Stated task →
Gather every line of the records below that contains the string "hand", matching case exactly.

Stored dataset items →
########################################

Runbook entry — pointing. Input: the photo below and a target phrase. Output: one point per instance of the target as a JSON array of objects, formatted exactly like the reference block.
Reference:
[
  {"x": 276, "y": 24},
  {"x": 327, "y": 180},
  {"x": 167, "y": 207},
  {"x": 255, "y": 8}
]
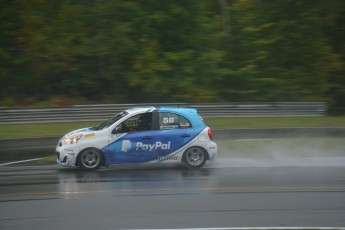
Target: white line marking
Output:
[
  {"x": 254, "y": 228},
  {"x": 18, "y": 162},
  {"x": 253, "y": 140}
]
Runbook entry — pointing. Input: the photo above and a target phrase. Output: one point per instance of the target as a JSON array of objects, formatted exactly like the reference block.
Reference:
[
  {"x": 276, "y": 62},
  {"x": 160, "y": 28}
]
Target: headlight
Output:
[{"x": 72, "y": 140}]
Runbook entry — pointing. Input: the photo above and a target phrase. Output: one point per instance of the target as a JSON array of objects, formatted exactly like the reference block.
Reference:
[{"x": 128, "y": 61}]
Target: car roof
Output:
[{"x": 160, "y": 109}]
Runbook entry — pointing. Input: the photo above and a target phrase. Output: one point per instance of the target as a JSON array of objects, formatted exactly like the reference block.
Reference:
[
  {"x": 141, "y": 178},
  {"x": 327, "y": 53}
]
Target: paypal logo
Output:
[{"x": 127, "y": 145}]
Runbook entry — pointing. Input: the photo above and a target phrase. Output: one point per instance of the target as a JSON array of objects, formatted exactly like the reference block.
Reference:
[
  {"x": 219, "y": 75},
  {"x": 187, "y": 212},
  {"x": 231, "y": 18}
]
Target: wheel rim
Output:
[
  {"x": 90, "y": 159},
  {"x": 195, "y": 156}
]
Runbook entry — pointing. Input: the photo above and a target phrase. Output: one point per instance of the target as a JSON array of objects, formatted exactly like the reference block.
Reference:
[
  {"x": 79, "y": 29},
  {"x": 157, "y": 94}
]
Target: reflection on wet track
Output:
[{"x": 51, "y": 197}]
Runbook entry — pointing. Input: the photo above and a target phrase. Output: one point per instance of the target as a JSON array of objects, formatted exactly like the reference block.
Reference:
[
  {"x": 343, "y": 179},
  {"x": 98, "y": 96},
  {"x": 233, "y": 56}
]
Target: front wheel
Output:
[
  {"x": 194, "y": 157},
  {"x": 90, "y": 159}
]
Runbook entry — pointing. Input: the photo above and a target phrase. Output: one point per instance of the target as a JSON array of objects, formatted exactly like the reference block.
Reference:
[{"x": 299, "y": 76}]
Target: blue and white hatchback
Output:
[{"x": 140, "y": 135}]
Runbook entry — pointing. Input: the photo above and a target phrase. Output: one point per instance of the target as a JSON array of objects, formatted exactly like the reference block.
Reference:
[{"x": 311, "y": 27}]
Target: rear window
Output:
[{"x": 173, "y": 121}]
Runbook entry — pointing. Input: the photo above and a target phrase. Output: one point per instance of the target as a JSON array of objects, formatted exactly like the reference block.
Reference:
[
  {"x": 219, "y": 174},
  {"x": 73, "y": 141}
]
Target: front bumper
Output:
[{"x": 66, "y": 155}]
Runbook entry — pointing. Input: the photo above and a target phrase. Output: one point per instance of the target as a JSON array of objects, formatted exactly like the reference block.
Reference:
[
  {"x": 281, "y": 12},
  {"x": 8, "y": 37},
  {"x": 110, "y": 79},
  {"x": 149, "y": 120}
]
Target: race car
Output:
[{"x": 140, "y": 135}]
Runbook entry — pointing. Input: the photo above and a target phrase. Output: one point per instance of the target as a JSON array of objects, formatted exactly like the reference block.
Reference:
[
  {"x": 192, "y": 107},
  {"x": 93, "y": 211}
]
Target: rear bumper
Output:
[{"x": 212, "y": 150}]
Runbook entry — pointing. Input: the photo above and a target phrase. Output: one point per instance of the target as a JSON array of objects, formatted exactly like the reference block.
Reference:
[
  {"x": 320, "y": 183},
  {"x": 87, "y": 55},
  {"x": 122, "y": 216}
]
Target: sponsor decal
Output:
[
  {"x": 166, "y": 158},
  {"x": 127, "y": 145},
  {"x": 155, "y": 146},
  {"x": 90, "y": 135}
]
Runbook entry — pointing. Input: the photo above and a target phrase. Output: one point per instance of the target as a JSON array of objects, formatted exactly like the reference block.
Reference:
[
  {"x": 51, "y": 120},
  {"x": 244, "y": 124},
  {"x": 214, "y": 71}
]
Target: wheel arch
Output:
[{"x": 78, "y": 163}]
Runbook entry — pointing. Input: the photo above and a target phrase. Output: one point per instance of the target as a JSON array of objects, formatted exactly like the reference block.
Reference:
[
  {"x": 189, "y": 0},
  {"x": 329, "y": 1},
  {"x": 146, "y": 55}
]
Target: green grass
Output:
[
  {"x": 282, "y": 148},
  {"x": 59, "y": 129}
]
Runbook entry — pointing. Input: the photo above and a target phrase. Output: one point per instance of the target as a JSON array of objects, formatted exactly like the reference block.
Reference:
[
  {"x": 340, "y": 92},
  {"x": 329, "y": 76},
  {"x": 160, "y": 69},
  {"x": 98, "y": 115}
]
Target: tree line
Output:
[{"x": 100, "y": 51}]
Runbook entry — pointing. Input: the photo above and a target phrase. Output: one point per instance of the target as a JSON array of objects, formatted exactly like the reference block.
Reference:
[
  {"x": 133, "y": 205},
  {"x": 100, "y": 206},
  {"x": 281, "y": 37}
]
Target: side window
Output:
[
  {"x": 173, "y": 121},
  {"x": 140, "y": 122}
]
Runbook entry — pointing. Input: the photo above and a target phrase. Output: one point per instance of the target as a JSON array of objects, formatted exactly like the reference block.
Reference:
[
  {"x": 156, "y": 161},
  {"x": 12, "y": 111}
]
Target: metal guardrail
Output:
[{"x": 105, "y": 111}]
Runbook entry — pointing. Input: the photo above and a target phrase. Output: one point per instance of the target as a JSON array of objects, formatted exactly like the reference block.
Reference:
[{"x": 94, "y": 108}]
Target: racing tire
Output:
[
  {"x": 90, "y": 159},
  {"x": 194, "y": 157}
]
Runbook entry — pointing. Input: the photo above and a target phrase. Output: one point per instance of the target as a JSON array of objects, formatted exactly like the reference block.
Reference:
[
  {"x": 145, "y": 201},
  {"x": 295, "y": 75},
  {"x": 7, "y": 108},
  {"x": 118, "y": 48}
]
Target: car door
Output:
[
  {"x": 133, "y": 141},
  {"x": 172, "y": 132}
]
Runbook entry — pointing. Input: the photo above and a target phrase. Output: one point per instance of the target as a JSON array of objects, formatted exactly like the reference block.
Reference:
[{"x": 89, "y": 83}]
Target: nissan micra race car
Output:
[{"x": 140, "y": 135}]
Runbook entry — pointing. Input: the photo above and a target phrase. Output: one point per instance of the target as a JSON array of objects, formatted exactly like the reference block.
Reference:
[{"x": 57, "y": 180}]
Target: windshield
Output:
[{"x": 111, "y": 121}]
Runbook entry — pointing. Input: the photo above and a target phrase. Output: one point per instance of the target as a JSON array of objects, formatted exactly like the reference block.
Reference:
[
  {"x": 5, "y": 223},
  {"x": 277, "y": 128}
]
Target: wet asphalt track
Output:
[{"x": 226, "y": 193}]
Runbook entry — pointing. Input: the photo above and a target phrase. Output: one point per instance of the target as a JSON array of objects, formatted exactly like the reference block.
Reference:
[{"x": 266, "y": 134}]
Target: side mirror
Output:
[{"x": 116, "y": 130}]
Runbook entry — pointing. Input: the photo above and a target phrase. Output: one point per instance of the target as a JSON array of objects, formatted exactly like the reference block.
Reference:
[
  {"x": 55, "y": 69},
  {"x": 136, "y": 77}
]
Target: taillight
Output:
[{"x": 210, "y": 135}]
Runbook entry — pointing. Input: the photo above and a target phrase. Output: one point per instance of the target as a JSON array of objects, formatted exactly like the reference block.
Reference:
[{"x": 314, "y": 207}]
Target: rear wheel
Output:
[
  {"x": 194, "y": 157},
  {"x": 90, "y": 159}
]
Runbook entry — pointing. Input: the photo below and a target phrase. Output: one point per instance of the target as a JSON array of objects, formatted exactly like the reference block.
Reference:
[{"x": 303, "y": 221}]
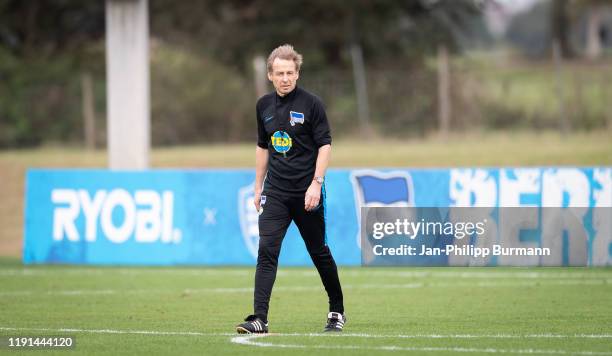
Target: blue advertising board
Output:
[{"x": 206, "y": 217}]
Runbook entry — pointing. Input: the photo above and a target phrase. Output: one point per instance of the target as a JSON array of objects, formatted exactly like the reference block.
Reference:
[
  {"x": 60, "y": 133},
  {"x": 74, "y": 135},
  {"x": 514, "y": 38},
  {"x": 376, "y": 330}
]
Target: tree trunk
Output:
[
  {"x": 593, "y": 48},
  {"x": 89, "y": 116},
  {"x": 361, "y": 87},
  {"x": 561, "y": 26},
  {"x": 444, "y": 102}
]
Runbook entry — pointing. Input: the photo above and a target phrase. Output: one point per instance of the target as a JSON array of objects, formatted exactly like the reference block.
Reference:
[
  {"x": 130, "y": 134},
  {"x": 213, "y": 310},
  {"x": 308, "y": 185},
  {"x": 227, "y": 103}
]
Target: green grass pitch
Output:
[{"x": 193, "y": 310}]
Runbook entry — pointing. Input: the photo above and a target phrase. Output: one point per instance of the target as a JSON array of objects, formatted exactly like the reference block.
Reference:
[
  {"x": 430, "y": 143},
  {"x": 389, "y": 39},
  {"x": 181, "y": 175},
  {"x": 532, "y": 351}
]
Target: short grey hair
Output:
[{"x": 287, "y": 52}]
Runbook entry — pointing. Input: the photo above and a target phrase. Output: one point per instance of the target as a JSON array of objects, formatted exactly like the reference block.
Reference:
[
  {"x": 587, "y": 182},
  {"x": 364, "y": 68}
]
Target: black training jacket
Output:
[{"x": 291, "y": 128}]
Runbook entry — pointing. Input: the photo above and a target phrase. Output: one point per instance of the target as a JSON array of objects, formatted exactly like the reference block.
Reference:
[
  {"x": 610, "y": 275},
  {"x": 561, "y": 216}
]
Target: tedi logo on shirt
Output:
[
  {"x": 281, "y": 141},
  {"x": 296, "y": 117}
]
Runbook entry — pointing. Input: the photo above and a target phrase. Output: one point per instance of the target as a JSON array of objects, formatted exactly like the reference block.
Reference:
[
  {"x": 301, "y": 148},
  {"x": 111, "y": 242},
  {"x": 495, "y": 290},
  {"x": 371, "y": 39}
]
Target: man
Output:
[{"x": 292, "y": 154}]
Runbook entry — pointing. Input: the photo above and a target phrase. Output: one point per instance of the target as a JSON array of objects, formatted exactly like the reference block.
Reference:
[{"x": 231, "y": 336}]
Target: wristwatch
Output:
[{"x": 319, "y": 180}]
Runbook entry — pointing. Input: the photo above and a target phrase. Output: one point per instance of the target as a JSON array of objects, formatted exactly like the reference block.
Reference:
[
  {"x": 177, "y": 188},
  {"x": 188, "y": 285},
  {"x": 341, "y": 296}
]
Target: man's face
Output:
[{"x": 283, "y": 76}]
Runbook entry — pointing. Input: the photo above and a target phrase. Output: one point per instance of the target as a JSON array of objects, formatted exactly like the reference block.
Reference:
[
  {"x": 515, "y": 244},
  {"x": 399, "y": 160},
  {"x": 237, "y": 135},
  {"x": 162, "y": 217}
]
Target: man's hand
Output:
[
  {"x": 257, "y": 199},
  {"x": 313, "y": 196}
]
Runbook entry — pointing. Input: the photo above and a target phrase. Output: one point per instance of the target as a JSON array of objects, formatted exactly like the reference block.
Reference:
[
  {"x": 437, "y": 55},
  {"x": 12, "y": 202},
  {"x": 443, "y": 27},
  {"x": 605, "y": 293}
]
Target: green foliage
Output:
[
  {"x": 195, "y": 99},
  {"x": 191, "y": 310}
]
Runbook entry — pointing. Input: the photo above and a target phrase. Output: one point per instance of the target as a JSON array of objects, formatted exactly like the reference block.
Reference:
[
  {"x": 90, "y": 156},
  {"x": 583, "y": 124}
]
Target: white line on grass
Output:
[
  {"x": 75, "y": 271},
  {"x": 339, "y": 335},
  {"x": 112, "y": 331},
  {"x": 250, "y": 341},
  {"x": 569, "y": 282}
]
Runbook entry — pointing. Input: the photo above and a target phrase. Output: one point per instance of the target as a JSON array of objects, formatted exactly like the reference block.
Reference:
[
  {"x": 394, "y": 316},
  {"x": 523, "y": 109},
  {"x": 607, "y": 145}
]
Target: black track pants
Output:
[{"x": 273, "y": 223}]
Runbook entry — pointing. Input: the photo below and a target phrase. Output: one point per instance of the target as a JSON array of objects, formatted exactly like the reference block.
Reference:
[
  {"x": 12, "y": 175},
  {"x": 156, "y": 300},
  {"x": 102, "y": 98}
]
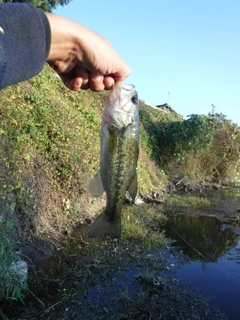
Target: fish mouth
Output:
[{"x": 119, "y": 91}]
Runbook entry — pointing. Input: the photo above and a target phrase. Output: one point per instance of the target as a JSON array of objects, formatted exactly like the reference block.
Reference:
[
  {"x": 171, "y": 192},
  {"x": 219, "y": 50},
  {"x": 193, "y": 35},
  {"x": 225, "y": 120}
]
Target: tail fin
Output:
[{"x": 103, "y": 227}]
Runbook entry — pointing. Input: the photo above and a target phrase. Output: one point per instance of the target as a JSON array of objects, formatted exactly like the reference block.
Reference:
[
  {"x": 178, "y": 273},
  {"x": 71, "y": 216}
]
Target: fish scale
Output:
[{"x": 118, "y": 159}]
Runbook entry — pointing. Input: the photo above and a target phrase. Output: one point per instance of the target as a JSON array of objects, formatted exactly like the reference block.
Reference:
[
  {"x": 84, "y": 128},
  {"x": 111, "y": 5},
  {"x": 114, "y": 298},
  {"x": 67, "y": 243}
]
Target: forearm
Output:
[{"x": 25, "y": 44}]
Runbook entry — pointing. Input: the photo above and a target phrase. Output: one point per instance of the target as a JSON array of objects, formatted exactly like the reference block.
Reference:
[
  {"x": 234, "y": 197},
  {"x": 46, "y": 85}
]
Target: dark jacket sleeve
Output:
[{"x": 24, "y": 42}]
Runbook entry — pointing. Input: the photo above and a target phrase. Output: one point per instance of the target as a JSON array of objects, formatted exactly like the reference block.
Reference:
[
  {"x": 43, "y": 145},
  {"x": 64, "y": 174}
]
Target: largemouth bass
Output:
[{"x": 118, "y": 159}]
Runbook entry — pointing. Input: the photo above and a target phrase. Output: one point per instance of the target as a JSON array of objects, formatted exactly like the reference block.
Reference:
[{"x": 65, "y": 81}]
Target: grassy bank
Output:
[{"x": 49, "y": 146}]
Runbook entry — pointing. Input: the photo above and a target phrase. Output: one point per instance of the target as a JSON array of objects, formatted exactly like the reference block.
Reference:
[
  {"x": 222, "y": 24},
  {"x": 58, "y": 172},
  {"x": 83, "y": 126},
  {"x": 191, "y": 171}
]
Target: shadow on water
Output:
[
  {"x": 214, "y": 249},
  {"x": 201, "y": 234}
]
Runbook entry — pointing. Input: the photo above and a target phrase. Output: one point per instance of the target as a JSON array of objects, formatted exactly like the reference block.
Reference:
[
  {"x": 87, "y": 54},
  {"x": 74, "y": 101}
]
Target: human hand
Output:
[{"x": 82, "y": 58}]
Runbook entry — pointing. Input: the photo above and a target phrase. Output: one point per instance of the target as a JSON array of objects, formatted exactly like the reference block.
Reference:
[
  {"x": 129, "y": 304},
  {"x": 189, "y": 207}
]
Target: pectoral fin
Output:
[
  {"x": 132, "y": 190},
  {"x": 95, "y": 186}
]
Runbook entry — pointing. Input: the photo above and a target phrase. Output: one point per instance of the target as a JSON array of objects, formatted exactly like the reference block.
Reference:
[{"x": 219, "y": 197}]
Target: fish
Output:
[{"x": 118, "y": 159}]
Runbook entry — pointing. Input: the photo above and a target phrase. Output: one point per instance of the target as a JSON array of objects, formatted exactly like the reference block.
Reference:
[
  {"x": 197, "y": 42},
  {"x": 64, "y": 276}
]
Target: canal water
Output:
[{"x": 214, "y": 249}]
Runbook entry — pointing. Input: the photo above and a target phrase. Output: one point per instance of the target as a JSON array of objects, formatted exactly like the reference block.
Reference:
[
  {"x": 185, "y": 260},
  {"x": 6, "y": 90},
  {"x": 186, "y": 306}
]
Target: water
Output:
[{"x": 214, "y": 249}]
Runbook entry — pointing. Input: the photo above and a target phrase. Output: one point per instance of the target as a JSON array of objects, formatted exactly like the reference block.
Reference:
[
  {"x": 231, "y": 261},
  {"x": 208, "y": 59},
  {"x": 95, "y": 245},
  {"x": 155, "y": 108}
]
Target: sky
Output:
[{"x": 182, "y": 52}]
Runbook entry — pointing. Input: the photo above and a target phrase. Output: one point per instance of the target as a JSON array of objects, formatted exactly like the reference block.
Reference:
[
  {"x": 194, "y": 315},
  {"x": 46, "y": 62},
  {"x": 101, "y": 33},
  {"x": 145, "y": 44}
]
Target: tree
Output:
[{"x": 45, "y": 5}]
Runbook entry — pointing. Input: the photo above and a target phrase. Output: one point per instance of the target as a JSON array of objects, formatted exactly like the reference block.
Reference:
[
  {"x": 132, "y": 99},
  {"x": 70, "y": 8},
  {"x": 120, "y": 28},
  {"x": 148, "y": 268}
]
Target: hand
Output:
[{"x": 82, "y": 58}]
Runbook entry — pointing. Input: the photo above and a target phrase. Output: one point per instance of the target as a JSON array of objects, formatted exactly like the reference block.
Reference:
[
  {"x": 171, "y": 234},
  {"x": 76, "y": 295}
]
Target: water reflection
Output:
[{"x": 207, "y": 235}]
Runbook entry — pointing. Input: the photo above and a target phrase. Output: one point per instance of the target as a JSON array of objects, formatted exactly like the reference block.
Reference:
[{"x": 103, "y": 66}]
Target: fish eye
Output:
[{"x": 134, "y": 99}]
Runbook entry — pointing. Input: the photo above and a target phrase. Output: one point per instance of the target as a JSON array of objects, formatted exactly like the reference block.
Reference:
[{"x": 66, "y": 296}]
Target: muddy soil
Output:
[{"x": 117, "y": 279}]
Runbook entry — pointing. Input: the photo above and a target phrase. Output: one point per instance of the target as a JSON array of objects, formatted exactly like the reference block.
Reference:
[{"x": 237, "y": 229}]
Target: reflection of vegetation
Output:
[
  {"x": 207, "y": 235},
  {"x": 190, "y": 201}
]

########################################

Solved exercise →
Target: man's hand
Target: human hand
Target: hand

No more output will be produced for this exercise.